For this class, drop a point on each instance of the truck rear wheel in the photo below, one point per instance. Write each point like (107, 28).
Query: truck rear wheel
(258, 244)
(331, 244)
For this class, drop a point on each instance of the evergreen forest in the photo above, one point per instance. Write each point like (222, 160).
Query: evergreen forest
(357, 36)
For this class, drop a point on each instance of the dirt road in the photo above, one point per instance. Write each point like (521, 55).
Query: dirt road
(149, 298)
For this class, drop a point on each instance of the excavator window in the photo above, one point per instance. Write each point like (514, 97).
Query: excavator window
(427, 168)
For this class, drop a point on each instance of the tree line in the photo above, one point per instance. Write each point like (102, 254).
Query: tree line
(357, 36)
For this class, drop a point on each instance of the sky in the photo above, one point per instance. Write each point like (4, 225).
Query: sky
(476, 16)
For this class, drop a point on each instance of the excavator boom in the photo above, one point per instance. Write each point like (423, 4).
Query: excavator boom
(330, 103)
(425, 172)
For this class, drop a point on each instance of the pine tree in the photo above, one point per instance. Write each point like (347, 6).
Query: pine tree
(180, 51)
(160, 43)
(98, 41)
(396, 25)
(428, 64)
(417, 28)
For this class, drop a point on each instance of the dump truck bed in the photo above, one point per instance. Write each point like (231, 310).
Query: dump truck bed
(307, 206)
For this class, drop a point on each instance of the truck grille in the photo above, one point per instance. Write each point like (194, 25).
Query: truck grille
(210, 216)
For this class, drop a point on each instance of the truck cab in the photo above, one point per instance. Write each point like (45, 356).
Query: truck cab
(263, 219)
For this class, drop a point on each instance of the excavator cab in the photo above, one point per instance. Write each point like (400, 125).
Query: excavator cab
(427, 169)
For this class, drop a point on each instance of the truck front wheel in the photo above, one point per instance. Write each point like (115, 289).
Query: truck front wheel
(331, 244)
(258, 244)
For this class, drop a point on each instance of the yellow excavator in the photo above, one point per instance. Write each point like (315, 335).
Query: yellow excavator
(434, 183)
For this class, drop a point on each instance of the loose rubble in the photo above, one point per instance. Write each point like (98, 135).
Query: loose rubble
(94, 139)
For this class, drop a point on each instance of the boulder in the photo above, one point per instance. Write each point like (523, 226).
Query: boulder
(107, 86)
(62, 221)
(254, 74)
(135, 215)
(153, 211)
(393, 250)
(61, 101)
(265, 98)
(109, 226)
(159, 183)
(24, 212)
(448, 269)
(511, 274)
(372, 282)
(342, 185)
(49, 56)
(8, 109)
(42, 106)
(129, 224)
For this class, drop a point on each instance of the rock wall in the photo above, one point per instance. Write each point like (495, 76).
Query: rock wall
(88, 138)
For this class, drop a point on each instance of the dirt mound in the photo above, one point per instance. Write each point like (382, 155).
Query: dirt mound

• • •

INSTRUCTIONS TO FOLLOW:
Reproduce all data above, unchanged.

EXERCISE OUTPUT:
For this class, drop a point on each instance of the truck rear wheel in the photo below, one point per instance. Write each point like (107, 28).
Query: truck rear wheel
(258, 244)
(331, 244)
For this class, drop a point on each instance of the evergreen forest in the photo above, one point per instance. Write each point like (222, 160).
Query: evergreen forest
(357, 36)
For this class, drop a point on each instance of the dirt road in the photo above, one point per instance. Write each point like (521, 55).
Query: dirt road
(149, 298)
For this class, drop a point on each instance of the excavator window in the photo above, one point per instance. Write each point like (514, 97).
Query: excavator window
(427, 168)
For this class, drop a point on each instance of the tree line in the photo above, one point per instance. Write each point like (102, 254).
Query: tree line
(357, 36)
For this class, drop a point on each instance of the sky in the photo above, one point per instance. Write each point like (4, 225).
Query: sky
(476, 16)
For this class, drop a point on each instance of the excavator boom in the photo above, one point per instance. Write each point like (423, 4).
Query: excavator boom
(330, 103)
(425, 172)
For this class, drop a point on each instance of the pine tree in the photo above, one point per instance. Write each point like (347, 6).
Query: pine tree
(180, 51)
(160, 43)
(98, 41)
(396, 25)
(428, 64)
(417, 28)
For this class, drop a point on each instance of the dump truck bed in the photo above, one point per instance. Write each point like (231, 310).
Query: dump truck bed
(307, 206)
For this class, drop a point on each instance of the truck grille in the photo above, one point per instance. Write each point like (194, 25).
Query: truck grille
(210, 216)
For this class, drop a point on each instance of the truck cab in the photo above, one point per instance. Write each point like (45, 356).
Query: truck cab
(263, 219)
For this class, drop a point on each instance of the excavator cab in the photo above, one point per instance. Write each point like (400, 125).
Query: excavator cab
(427, 169)
For this class, drop a point on each instance of the truck front wheel in the photo above, one point per instance. Write each point like (115, 289).
Query: truck front wheel
(331, 244)
(258, 244)
For this class, drop a point on each instance of the yellow excavator in the photo above, one point per instance. Write each point like (315, 335).
Query: yellow excavator
(434, 183)
For this class, drop a point on each instance of the loose rubble in the photo above, one point per instance. Write each point like (98, 135).
Query: loose rubble
(94, 139)
For this class, drop a point on each instance of the boulder in the photo above, one point per instance. Write each point like (523, 226).
Query: boulder
(107, 86)
(62, 221)
(254, 74)
(135, 215)
(153, 211)
(393, 250)
(61, 101)
(265, 98)
(109, 226)
(159, 183)
(24, 212)
(448, 269)
(511, 274)
(372, 282)
(342, 185)
(49, 56)
(8, 109)
(42, 106)
(129, 224)
For this class, drop a point on each instance of the rock wall in the photo above, one point per instance. Write each point like (495, 76).
Query: rock wall
(88, 138)
For this class, drop a point on each instance of the dirt mound in the photo above, one point per instance. Write each point like (382, 155).
Query: dirt mound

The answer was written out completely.